Collect each line of the records below that contains the string "railing", treating uppercase and lowercase letters as distinct.
== == ==
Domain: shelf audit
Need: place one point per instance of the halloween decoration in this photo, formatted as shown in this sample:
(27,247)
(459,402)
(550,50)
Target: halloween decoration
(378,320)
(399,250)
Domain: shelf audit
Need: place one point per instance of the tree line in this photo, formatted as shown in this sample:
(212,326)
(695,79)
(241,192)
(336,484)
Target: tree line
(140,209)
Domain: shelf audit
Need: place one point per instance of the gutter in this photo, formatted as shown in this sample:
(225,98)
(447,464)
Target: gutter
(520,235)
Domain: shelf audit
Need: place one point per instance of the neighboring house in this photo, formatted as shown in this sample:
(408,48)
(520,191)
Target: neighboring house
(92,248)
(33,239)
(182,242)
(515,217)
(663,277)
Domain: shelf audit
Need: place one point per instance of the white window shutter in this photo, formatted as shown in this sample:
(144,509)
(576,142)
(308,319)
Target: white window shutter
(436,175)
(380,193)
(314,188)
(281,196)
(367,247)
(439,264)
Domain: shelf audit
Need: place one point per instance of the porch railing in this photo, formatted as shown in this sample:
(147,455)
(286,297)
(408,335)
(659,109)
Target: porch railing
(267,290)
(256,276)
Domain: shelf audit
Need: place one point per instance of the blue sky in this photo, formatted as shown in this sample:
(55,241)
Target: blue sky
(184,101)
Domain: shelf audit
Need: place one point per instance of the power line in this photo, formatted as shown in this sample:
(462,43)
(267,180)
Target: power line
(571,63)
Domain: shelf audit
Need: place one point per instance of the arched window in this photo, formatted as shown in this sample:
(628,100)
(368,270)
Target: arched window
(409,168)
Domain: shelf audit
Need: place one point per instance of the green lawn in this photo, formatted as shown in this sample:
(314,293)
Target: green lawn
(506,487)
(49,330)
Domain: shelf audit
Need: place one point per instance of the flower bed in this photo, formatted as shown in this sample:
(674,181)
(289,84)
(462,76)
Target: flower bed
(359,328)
== == ==
**Written solution**
Need: place one point per instance of the porch railing in this photo, formatted as shown in this sample:
Target: porch railing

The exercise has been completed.